KPAI Ingatkan Ekspose Pembunuhan Siswa SMA Taruna Nusantara
- Antara/ Hari Atmoko
VIVA.co.id – Ketua Komisi Perlindungan Anak Indonesia (KPAI), Asrorun Niam Sholeh menilai peristiwa tewasnya Siswa SMA Taruna Nusantara, Krisna Wahyu Nurachmad, melahirkan trauma mendalam bagi keluarga dan teman-teman sekolahnya.
Apalagi, dengan reputasi yang dimiliki SMA Taruna Nusantara selama ini, insiden pembunuhan ini jelas mengguncang institusi dan juga para siswanya. Apalagi, kejadian ini pertama kali terjadi dalam sejarah 27 tahun berdirinya SMA Taruna Nusantara.
"Kepribadian menjadi terpecah dan gangguan psikologi bagi anak-anak lainnya," kata Asrorun kepada tvOne, Senin, 3 April 2017.

§ **PERINTAH A**
Susun baris-baris catatan di bawah sebagai daftar JSON berisi string, satu string untuk tiap baris, tanpa baris kosong. Ambil hanya baris dari yang memuat "the green algae" sampai akhir catatan, keduanya termasuk.

§ **BAHAN LATIHAN**
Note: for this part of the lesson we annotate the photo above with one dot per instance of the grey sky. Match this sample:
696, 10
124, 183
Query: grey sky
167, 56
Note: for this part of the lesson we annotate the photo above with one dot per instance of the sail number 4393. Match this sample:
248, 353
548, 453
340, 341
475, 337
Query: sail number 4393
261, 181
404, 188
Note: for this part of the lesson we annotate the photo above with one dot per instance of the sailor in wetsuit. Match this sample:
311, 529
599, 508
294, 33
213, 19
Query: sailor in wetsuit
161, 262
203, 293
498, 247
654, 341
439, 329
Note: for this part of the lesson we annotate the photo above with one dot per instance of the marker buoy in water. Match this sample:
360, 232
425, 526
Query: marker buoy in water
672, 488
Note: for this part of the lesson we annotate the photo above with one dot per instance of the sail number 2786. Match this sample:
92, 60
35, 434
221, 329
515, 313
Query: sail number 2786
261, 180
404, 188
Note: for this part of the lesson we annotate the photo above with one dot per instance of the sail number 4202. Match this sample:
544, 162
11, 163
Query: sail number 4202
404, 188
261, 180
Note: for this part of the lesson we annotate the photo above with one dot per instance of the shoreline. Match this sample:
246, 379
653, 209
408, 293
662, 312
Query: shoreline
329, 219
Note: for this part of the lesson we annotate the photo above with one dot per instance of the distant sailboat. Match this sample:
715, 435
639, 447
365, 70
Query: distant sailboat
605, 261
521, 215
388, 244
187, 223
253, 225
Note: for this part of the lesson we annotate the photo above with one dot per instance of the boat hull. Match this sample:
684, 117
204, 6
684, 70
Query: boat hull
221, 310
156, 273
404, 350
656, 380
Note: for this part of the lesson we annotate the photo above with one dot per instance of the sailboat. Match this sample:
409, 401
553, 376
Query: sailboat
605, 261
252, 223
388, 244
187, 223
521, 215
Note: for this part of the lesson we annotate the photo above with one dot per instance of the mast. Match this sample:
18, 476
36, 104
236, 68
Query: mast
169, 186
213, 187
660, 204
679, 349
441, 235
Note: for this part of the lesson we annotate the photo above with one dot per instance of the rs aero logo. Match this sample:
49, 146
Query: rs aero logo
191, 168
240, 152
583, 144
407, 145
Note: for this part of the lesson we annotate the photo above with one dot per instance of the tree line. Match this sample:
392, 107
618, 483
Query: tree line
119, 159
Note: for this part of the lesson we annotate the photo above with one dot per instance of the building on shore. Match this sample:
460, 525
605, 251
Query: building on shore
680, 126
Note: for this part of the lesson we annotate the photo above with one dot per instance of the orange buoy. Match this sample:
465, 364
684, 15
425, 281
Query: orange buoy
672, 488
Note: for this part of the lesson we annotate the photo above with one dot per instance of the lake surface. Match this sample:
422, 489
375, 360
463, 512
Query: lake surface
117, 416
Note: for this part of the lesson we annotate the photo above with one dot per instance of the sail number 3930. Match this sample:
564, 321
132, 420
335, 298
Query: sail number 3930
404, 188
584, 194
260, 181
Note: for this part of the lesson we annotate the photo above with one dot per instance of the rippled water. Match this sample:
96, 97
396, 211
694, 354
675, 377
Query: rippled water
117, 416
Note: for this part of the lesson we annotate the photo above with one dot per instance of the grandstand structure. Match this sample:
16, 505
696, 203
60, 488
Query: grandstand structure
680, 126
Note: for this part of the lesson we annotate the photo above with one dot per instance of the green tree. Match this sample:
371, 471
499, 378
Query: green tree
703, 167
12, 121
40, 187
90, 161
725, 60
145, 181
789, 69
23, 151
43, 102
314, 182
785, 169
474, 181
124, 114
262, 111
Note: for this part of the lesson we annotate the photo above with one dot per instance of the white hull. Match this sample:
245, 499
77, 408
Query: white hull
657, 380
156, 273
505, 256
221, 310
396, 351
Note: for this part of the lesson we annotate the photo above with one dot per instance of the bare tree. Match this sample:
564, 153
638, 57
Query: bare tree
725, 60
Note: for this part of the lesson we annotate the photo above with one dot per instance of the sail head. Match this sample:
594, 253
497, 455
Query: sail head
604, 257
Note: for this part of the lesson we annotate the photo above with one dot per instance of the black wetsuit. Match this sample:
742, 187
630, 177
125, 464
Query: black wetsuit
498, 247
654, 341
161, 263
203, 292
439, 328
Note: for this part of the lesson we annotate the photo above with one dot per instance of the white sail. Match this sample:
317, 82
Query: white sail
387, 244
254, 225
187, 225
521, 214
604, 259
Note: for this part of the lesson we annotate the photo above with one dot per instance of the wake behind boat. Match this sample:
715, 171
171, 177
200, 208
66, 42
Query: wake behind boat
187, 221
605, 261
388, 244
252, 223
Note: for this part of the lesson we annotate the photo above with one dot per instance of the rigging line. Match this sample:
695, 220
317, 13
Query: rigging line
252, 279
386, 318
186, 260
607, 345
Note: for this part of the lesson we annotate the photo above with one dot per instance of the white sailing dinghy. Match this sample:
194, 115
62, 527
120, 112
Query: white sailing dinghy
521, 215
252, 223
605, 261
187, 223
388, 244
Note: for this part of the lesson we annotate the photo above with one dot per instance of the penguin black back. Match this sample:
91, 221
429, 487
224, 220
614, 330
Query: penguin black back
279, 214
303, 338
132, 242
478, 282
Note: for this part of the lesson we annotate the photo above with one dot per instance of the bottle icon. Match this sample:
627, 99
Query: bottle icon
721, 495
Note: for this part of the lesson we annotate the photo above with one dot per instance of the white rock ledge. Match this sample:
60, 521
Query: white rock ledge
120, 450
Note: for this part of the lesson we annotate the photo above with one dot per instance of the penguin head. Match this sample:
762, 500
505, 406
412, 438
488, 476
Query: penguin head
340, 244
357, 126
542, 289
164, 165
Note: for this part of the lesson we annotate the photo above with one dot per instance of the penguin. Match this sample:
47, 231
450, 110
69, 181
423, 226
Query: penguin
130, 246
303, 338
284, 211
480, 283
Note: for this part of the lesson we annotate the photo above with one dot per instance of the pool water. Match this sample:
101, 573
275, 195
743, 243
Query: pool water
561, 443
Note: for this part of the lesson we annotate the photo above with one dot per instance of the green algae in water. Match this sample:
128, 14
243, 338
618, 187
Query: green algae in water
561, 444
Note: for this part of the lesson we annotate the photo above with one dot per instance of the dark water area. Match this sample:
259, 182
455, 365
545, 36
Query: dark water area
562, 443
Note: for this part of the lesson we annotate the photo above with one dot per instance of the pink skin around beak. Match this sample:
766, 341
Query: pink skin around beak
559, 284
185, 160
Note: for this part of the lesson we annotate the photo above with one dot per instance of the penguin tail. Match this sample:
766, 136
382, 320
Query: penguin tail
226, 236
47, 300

§ **PERINTAH B**
Tolong sebutkan siapa Ketua KPAI yang dikutip dalam berita tentang tewasnya siswa SMA Taruna Nusantara.

§ **JAWABAN BENAR A**
[
  "Note: for this part of the lesson we annotate the photo above with one dot per instance of the green algae in water. Match this sample:",
  "128, 14",
  "243, 338",
  "618, 187",
  "Query: green algae in water",
  "561, 444",
  "Note: for this part of the lesson we annotate the photo above with one dot per instance of the dark water area. Match this sample:",
  "259, 182",
  "455, 365",
  "545, 36",
  "Query: dark water area",
  "562, 443",
  "Note: for this part of the lesson we annotate the photo above with one dot per instance of the pink skin around beak. Match this sample:",
  "766, 341",
  "Query: pink skin around beak",
  "559, 284",
  "185, 160",
  "Note: for this part of the lesson we annotate the photo above with one dot per instance of the penguin tail. Match this sample:",
  "766, 136",
  "382, 320",
  "Query: penguin tail",
  "226, 236",
  "47, 300"
]

§ **JAWABAN BENAR B**
Asrorun Niam Sholeh.